*本文*
《ブラジル》マナウス市=重症者急増で医療崩壊が深刻化=酸素不足で大量窒息死の危機=空軍機がボンベ輸送も焼け石に水

空軍機に詰め込まれる酸素ボンベ(Divulgacao/Centro de Comunicacao Social da Aeronautica)

 【既報関連】英国型や南アフリカ型の変異種と同じ遺伝子情報を持つ変異種の存在が確認されたアマゾナス州マナウス市では、医療体制がますますひっ迫。酸素ボンベ不足で患者をピアウイ州に移送する事態まで起きていると14日付現地サイトが報じた。
 マナウス市の病院で新型コロナ感染症の患者の入院数が急増している事は繰り返し報道されているが、重症患者の増加に伴い、人工呼吸器用の酸素ボンベの需要も急増。裁判所が企業に供給強化を命じ、空軍機によるボンベ輸送も行われている。それでも酸素ボンベが尽きて、患者を他州に移送しなくてはならない病院も出ている。
 アマゾナス州オズワルド・クルス財団(Fiocruz)研究員のジェゼム・オレラナ氏によると、現場から送られてくる種々のメッセージや電話で知る窮状は、想像を絶するものだという。
 同氏によるとマナウス市では、ジェツリオ・ヴァルガス大学病院やジョゼ・デ・ジェスス・リンス・デ・アルブケウケ救急診療所(SAP)といった医療機関で酸素ボンベが尽き、入院中の患者が全員、窒息死しかねない状態に置かれている病棟があるという。
 新型コロナと対峙する医療現場の困窮ぶりは、ジェツリオ・ヴァルガス大学病院を運営するアマゾナス連邦大学のシルヴィオ・プガ学長も認めた。同学長によると大学病院では14日朝、酸素ボンベが尽き、一部の患者をピアウイ州のテレジーナ大学病院に移送する必要が生じたという。

*データ抜粋*

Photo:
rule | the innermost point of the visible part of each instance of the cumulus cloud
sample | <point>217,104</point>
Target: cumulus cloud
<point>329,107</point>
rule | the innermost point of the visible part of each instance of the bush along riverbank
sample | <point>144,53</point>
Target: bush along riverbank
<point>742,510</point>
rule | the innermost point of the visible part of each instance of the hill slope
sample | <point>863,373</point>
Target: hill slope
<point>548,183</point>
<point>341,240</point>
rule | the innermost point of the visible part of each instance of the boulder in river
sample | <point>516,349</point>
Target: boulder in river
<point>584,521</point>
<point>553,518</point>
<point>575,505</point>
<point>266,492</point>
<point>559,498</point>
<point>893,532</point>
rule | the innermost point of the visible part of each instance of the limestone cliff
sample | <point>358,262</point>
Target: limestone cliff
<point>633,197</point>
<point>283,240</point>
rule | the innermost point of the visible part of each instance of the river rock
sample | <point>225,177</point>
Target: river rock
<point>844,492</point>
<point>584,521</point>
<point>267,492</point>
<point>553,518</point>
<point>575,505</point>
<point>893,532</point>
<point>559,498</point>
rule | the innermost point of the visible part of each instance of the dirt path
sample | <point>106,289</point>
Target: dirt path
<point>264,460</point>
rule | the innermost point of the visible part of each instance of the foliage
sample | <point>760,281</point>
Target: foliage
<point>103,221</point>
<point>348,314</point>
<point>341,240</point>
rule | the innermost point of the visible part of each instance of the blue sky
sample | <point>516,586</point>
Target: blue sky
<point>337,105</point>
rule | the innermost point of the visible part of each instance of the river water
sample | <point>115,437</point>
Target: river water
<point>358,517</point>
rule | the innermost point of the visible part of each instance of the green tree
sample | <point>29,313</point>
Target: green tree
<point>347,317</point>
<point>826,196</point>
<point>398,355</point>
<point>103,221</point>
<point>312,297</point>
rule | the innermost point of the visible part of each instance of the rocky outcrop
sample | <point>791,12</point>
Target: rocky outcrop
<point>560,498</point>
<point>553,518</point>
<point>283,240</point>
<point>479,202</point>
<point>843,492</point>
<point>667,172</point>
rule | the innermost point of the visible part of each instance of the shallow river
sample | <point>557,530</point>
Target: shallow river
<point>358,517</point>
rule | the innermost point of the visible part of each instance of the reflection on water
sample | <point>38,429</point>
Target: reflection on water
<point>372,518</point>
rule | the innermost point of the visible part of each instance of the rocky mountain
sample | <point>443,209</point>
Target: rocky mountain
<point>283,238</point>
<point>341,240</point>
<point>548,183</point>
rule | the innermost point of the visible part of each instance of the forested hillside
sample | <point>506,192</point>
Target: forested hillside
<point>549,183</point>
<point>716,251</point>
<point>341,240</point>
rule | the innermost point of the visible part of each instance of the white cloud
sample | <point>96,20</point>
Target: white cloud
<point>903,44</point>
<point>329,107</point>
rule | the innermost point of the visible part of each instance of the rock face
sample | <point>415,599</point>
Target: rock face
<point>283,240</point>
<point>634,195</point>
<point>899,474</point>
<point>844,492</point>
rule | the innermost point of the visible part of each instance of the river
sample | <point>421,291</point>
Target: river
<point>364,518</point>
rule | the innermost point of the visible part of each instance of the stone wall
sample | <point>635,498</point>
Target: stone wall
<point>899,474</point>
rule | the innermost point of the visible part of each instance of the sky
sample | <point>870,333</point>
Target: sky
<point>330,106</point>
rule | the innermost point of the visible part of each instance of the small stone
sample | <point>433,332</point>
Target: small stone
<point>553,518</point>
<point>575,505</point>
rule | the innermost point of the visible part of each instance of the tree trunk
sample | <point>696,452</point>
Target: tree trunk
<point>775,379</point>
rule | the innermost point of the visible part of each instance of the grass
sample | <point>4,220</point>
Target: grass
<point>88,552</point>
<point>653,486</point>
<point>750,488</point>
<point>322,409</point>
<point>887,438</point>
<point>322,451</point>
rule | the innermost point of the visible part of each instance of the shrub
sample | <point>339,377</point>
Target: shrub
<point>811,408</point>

*以下を完成させよ*
(1) マナウス市の医療崩壊の記事のうち、「同氏によるとマナウス市では、」から「移送する必要が生じたという。」までを、両端も含めてそのまま書き写してください。
(2) マナウス市の医療崩壊の記事を、最後の文の後から書き継ぐこと。
これらの記録は、マナウス市の医療崩壊の記事とは別の出典から取ったものだ。

*解答結果*
(1)
同氏によるとマナウス市では、ジェツリオ・ヴァルガス大学病院やジョゼ・デ・ジェスス・リンス・デ・アルブケウケ救急診療所(SAP)といった医療機関で酸素ボンベが尽き、入院中の患者が全員、窒息死しかねない状態に置かれている病棟があるという。
 新型コロナと対峙する医療現場の困窮ぶりは、ジェツリオ・ヴァルガス大学病院を運営するアマゾナス連邦大学のシルヴィオ・プガ学長も認めた。同学長によると大学病院では14日朝、酸素ボンベが尽き、一部の患者をピアウイ州のテレジーナ大学病院に移送する必要が生じたという。

(2)
 人工呼吸器が使えなくなり酸素補給が不能となれば、病院にいながらにして患者が次々に窒息死する可能性があるからだ。酸素欠乏が起きれば、助かっても重篤な後遺症が残り得る。病院側は詳細を語っていないが、職員の一人は人工呼吸器の酸素が尽き、手動で人工呼吸を施していると語っている。

 プガ学長は「患者を救うために全力を尽くしている」と言うが、手動で呼吸を施せるのは医療従事者1人につき1人で、1回の作業は20分が限度。20分毎に担当者を入れ替え、人工呼吸を続けている間も他の作業を行う必要があるため、この状態を長時間保つ事は不可能だ。
 ピアウイ州テレジーナ市市立保健財団のジルベルト・アルブケルケ氏によると、テレジーナ大学病院に送られた患者は一般病棟にいた30人で、移送は空軍機が行った。受け入れ要請は14日未明にパズエロ保健相から入ったという。
 マナウス市では、入院できずに自宅待機中の患者の中にも酸素ボンベが必要な人がいる。州立病院での酸素の需要は7万立方メートル/日に達しており、三つの企業が供給できる量の限界を超えている。空軍は8日に酸素入りの大型タンク6個と酸素ボンベ350本、12日にも大型タンク6個を届けたが、現状では焼け石に水だ。
 パズエロ保健相は先日から現地入りしており、13日も、単発の措置では問題は解決せず、社会隔離などの徹底が必要と説いたが、状況は厳しくなる一途だ。
 マナウス市役所と連邦地裁は13日、国家高等教育試験(ENEM)実施を見送る事も決めた。